- Objetivo
Devuelve, por favor, sin ningún cambio el pasaje del texto sobre la Sierra de Guadarrama que va entre "El recorrido, como" y "pues está cerrado.", ambos incluidos.

Este
artículo está dedicado al que, desde un punto de vista subjetivo pero probablemente
acertado, es el mejor rincón de la Sierra de Guadarrama. Es más, puestos a que más
de uno me tache de exagerado, añadiré que es posiblemente el paraje natural más
sobresaliente de toda la Comunidad de Madrid. Razones para tal afirmación hay
de sobra, y aquellos que ya hayan presenciado su belleza estarán indudablemente
de acuerdo conmigo.
El recorrido, como
muchos otros que parten o discurren por el término municipal de la Villa de
Rascafría, da comienzo en el Monasterio de Santamaría de El Paular, un templo
de origen Cartujo que alberga en su claustro una impresionante colección de
lienzos, todos ellos obra del pintor Vicente Carducho, y que, con la
desamortización de Mendizábal, fueron expropiados para que el destino volviese
a juntarlos 170 años después, en el lugar para el que originalmente fueron
creados. El monasterio se ha convertido en un recurso turístico de primer
orden, por lo que su visita habría que tenerla en cuenta como una parte más del
itinerario. Abstenerse de hacerlo los jueves, pues está cerrado.

- Listado de datos
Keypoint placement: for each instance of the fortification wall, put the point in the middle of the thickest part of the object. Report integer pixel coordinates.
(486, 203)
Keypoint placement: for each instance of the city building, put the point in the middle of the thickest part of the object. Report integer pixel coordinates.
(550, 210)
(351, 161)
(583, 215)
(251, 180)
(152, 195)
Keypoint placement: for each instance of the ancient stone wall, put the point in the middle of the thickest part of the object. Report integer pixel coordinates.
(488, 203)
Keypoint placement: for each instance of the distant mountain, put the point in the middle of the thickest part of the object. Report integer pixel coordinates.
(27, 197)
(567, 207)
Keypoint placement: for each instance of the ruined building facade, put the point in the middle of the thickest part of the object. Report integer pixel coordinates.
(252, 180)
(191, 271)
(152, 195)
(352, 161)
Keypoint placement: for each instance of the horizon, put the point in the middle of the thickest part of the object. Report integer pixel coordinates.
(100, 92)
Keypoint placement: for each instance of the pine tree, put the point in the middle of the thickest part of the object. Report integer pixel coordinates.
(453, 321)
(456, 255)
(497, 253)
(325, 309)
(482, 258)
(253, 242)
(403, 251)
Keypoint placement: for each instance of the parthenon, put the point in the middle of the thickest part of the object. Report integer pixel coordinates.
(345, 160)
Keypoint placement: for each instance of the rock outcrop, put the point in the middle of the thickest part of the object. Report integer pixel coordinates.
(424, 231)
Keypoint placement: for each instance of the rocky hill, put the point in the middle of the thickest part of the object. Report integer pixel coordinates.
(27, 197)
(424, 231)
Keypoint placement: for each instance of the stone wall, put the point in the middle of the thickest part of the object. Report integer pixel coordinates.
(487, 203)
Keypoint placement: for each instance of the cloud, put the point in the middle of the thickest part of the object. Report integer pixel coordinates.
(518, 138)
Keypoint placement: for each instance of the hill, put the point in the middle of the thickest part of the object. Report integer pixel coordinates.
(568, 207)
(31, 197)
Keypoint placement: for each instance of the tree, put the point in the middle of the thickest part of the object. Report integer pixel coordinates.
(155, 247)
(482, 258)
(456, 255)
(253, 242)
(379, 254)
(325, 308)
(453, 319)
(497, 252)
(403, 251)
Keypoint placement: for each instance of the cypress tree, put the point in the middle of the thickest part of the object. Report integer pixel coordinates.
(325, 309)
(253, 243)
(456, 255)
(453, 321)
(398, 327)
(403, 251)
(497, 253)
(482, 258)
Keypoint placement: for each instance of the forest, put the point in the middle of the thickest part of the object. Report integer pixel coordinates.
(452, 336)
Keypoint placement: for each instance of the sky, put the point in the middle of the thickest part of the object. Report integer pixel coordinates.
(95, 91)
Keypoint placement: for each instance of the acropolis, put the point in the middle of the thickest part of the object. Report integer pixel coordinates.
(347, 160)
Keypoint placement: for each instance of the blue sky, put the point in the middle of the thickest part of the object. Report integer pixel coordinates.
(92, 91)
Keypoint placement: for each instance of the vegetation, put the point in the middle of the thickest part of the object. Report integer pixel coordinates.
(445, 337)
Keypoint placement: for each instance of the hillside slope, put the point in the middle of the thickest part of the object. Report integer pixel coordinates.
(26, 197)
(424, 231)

- Solución
El recorrido, como
muchos otros que parten o discurren por el término municipal de la Villa de
Rascafría, da comienzo en el Monasterio de Santamaría de El Paular, un templo
de origen Cartujo que alberga en su claustro una impresionante colección de
lienzos, todos ellos obra del pintor Vicente Carducho, y que, con la
desamortización de Mendizábal, fueron expropiados para que el destino volviese
a juntarlos 170 años después, en el lugar para el que originalmente fueron
creados. El monasterio se ha convertido en un recurso turístico de primer
orden, por lo que su visita habría que tenerla en cuenta como una parte más del
itinerario. Abstenerse de hacerlo los jueves, pues está cerrado.